**ITEMS**

________________________

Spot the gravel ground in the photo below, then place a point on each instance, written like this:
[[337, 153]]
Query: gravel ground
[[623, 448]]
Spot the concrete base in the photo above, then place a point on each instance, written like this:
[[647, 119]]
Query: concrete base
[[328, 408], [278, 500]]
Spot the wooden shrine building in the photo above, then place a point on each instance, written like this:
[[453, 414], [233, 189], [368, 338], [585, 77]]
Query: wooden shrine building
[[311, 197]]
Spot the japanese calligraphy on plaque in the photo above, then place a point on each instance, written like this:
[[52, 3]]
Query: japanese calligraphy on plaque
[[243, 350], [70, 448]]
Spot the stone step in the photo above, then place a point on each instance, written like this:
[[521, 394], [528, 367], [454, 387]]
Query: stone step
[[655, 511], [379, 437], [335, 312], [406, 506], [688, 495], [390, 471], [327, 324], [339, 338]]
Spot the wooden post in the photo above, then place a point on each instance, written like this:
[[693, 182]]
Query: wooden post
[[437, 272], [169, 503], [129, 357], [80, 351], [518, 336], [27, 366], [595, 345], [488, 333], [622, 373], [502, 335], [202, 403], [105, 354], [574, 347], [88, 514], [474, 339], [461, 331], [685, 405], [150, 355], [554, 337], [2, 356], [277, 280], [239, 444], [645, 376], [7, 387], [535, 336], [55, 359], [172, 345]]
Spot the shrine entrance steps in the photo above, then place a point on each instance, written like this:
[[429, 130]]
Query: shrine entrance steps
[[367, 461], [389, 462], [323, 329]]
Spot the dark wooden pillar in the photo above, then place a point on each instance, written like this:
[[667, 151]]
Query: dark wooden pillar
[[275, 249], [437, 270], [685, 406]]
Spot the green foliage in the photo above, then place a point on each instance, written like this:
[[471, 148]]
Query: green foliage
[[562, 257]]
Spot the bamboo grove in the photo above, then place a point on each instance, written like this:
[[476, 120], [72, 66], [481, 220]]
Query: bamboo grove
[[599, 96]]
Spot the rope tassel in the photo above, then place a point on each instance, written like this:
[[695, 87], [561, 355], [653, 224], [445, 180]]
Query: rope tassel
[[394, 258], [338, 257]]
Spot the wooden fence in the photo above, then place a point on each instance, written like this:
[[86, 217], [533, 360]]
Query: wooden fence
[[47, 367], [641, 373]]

________________________

**WHAT IS NEEDED**
Rewrite the entries above, changing "place a point on" to "mark" everywhere it occurs and leaving all other wording as it is.

**ANSWER TO THE TASK**
Spot the gravel ground in the photo below, then mark each instance, written like this:
[[337, 153]]
Query: gravel ground
[[623, 448]]
Spot the concrete base in the photo above, then mark each instance, written like this:
[[647, 119]]
Query: concrete base
[[328, 408], [278, 500]]
Spot the wooden shrine building in the photo above, then mark each instance, written like this:
[[453, 414], [233, 189], [368, 338], [585, 77]]
Query: wooden shrine building
[[311, 197]]
Spot the japanese calligraphy on plaque in the photo above, then mark each instance, written like this:
[[52, 3]]
Query: japanese calligraphy on plaque
[[243, 350], [70, 448]]
Spot the stone step in the photo above, then mark each instance, written like this:
[[521, 394], [528, 367], [454, 387]]
Query: stone step
[[655, 511], [379, 437], [335, 312], [406, 506], [688, 495], [390, 471], [327, 324], [339, 338]]
Spot the wooden post in the photo above, then mark each instance, written like this:
[[693, 182]]
Query: wooden post
[[437, 272], [169, 503], [129, 357], [80, 351], [518, 336], [27, 366], [595, 345], [488, 333], [622, 373], [502, 335], [202, 403], [105, 354], [574, 347], [88, 514], [474, 339], [461, 331], [685, 405], [150, 355], [554, 337], [2, 356], [277, 280], [239, 444], [645, 376], [7, 387], [535, 336], [55, 359], [172, 345]]
Spot the shrine entrance steps in the photo above, then mark each instance, written like this:
[[429, 130]]
Query: shrine entrance steps
[[367, 461], [389, 462], [323, 329]]
Spot the dark wooden pillar in the photo above, then mark each instance, written like this:
[[667, 151]]
Query: dark wooden pillar
[[275, 249], [437, 270], [685, 406]]
Spot the green foliage in the photo above, then mark each instance, written like this:
[[471, 148]]
Query: green foliage
[[562, 257]]
Spot the bamboo grove in the photo above, then mark each instance, written like this:
[[476, 120], [72, 66], [481, 220]]
Query: bamboo grove
[[599, 96]]
Spot the rope tassel in the photo above, then mark each instance, written like this:
[[695, 87], [561, 355], [653, 224], [445, 180]]
Query: rope tassel
[[394, 258], [338, 257]]
Spot the wooden fence in the photo above, then mark each instance, written like this:
[[86, 217], [533, 360]]
Query: wooden fence
[[47, 367], [641, 373]]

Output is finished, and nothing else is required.